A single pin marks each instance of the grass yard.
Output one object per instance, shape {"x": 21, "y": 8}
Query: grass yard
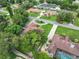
{"x": 47, "y": 28}
{"x": 34, "y": 14}
{"x": 73, "y": 34}
{"x": 76, "y": 22}
{"x": 51, "y": 18}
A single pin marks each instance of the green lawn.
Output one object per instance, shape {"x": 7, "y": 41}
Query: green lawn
{"x": 76, "y": 22}
{"x": 51, "y": 18}
{"x": 34, "y": 14}
{"x": 73, "y": 34}
{"x": 47, "y": 28}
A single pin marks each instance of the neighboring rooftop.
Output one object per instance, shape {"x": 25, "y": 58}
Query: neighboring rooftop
{"x": 64, "y": 44}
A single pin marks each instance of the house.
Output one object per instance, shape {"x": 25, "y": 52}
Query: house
{"x": 35, "y": 10}
{"x": 61, "y": 46}
{"x": 47, "y": 6}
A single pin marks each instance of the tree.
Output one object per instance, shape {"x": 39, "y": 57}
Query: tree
{"x": 3, "y": 22}
{"x": 32, "y": 40}
{"x": 14, "y": 28}
{"x": 67, "y": 17}
{"x": 7, "y": 41}
{"x": 20, "y": 17}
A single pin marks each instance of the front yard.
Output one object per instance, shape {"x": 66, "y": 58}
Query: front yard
{"x": 46, "y": 28}
{"x": 73, "y": 34}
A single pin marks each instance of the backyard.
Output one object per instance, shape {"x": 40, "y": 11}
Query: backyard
{"x": 73, "y": 34}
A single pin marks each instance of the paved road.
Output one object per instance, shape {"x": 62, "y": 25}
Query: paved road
{"x": 71, "y": 26}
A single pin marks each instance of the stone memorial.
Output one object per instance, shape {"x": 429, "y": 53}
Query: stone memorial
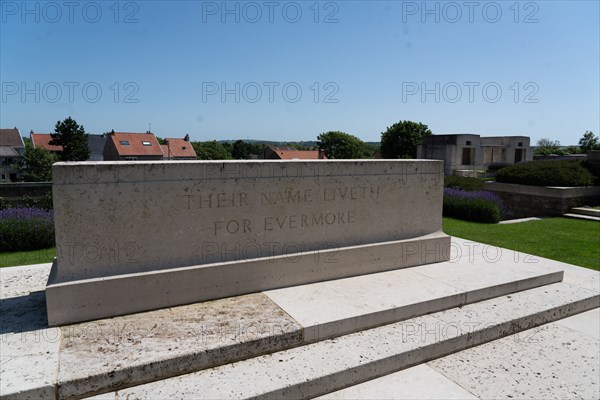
{"x": 137, "y": 236}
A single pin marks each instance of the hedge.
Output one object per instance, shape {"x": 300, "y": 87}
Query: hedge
{"x": 477, "y": 206}
{"x": 463, "y": 182}
{"x": 548, "y": 173}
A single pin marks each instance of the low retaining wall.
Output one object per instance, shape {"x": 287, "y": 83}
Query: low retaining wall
{"x": 136, "y": 236}
{"x": 542, "y": 201}
{"x": 18, "y": 190}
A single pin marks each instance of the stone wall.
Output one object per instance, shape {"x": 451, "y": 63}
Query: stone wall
{"x": 135, "y": 236}
{"x": 538, "y": 201}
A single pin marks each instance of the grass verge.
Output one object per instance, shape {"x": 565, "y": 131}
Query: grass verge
{"x": 562, "y": 239}
{"x": 27, "y": 257}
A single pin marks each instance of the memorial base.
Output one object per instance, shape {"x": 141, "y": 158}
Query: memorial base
{"x": 89, "y": 299}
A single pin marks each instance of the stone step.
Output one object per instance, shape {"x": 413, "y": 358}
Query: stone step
{"x": 526, "y": 365}
{"x": 586, "y": 211}
{"x": 327, "y": 366}
{"x": 110, "y": 354}
{"x": 582, "y": 216}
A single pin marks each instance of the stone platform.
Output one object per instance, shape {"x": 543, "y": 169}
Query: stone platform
{"x": 345, "y": 338}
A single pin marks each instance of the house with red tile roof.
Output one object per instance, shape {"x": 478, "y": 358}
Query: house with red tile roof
{"x": 11, "y": 149}
{"x": 43, "y": 140}
{"x": 178, "y": 149}
{"x": 126, "y": 146}
{"x": 95, "y": 144}
{"x": 290, "y": 153}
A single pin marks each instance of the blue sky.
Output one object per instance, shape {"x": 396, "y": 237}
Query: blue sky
{"x": 293, "y": 69}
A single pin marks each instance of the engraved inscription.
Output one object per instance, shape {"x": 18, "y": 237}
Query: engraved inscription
{"x": 216, "y": 200}
{"x": 309, "y": 220}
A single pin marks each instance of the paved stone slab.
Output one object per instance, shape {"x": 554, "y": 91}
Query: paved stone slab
{"x": 549, "y": 362}
{"x": 518, "y": 220}
{"x": 28, "y": 348}
{"x": 139, "y": 348}
{"x": 416, "y": 383}
{"x": 582, "y": 216}
{"x": 330, "y": 365}
{"x": 544, "y": 362}
{"x": 587, "y": 323}
{"x": 475, "y": 272}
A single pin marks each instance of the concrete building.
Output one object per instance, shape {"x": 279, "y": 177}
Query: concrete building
{"x": 11, "y": 149}
{"x": 471, "y": 155}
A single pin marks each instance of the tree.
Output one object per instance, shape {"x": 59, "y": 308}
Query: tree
{"x": 36, "y": 164}
{"x": 73, "y": 139}
{"x": 340, "y": 145}
{"x": 401, "y": 139}
{"x": 546, "y": 147}
{"x": 211, "y": 151}
{"x": 588, "y": 142}
{"x": 242, "y": 150}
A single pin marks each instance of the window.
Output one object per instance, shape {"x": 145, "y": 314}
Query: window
{"x": 468, "y": 156}
{"x": 519, "y": 155}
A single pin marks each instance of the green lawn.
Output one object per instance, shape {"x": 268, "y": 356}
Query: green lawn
{"x": 568, "y": 240}
{"x": 27, "y": 257}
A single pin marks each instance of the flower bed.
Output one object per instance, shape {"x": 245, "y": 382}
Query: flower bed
{"x": 477, "y": 206}
{"x": 24, "y": 229}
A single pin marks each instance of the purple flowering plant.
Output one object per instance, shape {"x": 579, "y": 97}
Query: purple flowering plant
{"x": 478, "y": 206}
{"x": 26, "y": 228}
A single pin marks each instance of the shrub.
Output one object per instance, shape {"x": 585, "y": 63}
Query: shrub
{"x": 548, "y": 173}
{"x": 477, "y": 206}
{"x": 38, "y": 202}
{"x": 24, "y": 229}
{"x": 463, "y": 182}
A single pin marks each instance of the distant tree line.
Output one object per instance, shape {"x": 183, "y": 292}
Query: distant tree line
{"x": 399, "y": 140}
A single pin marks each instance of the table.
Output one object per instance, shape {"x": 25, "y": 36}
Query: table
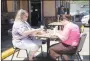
{"x": 59, "y": 24}
{"x": 48, "y": 37}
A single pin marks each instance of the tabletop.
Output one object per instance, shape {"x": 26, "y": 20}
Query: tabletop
{"x": 55, "y": 23}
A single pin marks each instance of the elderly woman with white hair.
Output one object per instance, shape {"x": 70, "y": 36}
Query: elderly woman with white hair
{"x": 22, "y": 34}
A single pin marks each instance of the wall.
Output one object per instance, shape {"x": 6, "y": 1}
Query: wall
{"x": 24, "y": 4}
{"x": 49, "y": 8}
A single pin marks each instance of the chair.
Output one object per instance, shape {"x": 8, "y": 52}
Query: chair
{"x": 18, "y": 50}
{"x": 81, "y": 43}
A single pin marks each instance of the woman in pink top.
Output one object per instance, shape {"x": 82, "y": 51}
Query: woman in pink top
{"x": 69, "y": 37}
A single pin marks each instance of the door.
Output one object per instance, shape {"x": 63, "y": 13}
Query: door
{"x": 35, "y": 13}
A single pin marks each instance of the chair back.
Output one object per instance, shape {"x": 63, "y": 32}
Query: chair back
{"x": 81, "y": 42}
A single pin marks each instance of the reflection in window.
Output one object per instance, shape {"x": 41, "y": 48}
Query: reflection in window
{"x": 66, "y": 5}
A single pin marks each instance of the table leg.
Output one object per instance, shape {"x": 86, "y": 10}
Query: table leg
{"x": 48, "y": 45}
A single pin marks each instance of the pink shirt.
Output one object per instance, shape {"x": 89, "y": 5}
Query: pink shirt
{"x": 70, "y": 34}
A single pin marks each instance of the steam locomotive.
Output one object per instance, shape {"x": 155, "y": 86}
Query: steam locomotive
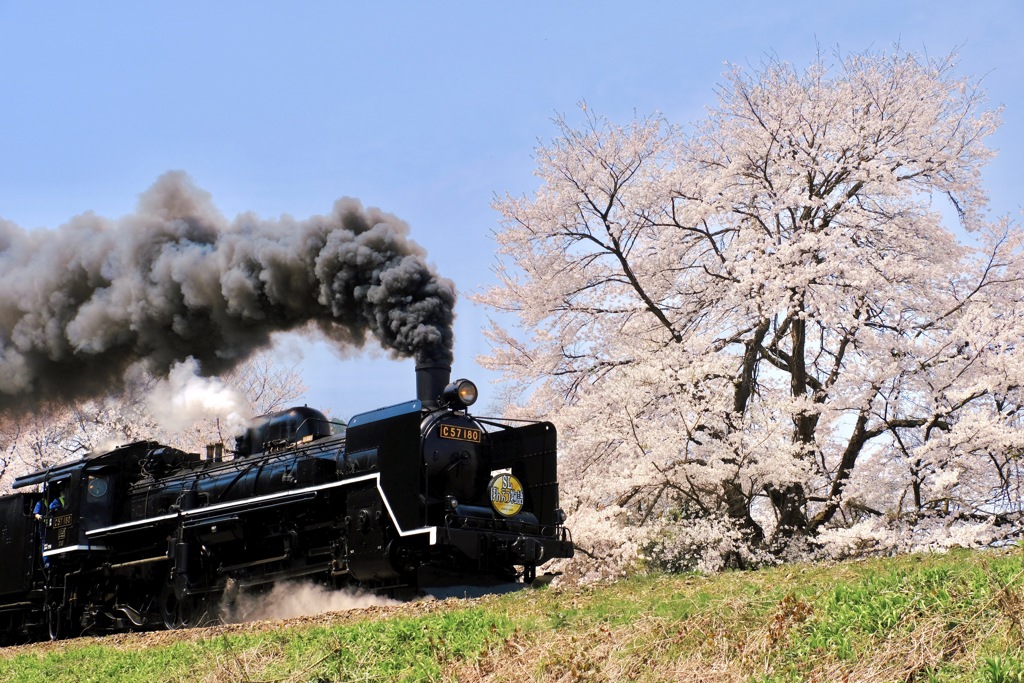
{"x": 416, "y": 495}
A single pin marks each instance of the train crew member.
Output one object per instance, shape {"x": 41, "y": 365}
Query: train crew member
{"x": 55, "y": 505}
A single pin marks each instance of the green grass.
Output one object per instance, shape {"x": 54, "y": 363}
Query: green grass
{"x": 957, "y": 616}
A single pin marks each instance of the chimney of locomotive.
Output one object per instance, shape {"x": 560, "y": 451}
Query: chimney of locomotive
{"x": 431, "y": 378}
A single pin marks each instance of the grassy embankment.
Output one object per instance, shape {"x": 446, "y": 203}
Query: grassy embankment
{"x": 925, "y": 617}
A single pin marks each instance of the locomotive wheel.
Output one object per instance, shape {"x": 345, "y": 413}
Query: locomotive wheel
{"x": 56, "y": 623}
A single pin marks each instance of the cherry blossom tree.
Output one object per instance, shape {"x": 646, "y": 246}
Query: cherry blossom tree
{"x": 792, "y": 328}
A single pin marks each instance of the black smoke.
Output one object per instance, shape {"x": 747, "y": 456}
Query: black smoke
{"x": 82, "y": 303}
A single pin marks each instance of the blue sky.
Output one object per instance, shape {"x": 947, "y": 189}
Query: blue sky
{"x": 426, "y": 110}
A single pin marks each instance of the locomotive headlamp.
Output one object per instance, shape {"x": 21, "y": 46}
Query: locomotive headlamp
{"x": 461, "y": 393}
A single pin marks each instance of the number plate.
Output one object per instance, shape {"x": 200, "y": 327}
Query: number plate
{"x": 461, "y": 433}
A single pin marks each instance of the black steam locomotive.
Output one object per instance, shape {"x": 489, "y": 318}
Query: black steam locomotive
{"x": 416, "y": 495}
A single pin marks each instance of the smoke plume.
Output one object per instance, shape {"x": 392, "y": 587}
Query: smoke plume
{"x": 82, "y": 303}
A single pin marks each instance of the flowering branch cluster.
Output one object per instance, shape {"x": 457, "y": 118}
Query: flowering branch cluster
{"x": 792, "y": 329}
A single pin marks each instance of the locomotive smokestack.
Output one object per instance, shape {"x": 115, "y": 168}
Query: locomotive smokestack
{"x": 430, "y": 382}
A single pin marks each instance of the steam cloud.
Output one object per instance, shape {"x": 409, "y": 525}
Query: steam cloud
{"x": 185, "y": 396}
{"x": 80, "y": 304}
{"x": 291, "y": 599}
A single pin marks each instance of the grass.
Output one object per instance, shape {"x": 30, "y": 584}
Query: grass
{"x": 956, "y": 616}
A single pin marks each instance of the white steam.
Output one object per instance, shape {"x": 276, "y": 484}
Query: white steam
{"x": 291, "y": 599}
{"x": 184, "y": 397}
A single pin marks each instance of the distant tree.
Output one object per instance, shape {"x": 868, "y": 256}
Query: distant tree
{"x": 762, "y": 338}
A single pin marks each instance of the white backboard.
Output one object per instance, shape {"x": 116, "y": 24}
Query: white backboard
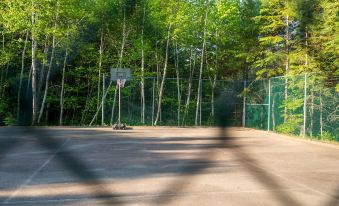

» **EXERCISE**:
In the listing above, each line with the word "backboard" is to be copied out.

» **ANSWER SPACE**:
A single pin marks each instance of the white backboard.
Query: white backboard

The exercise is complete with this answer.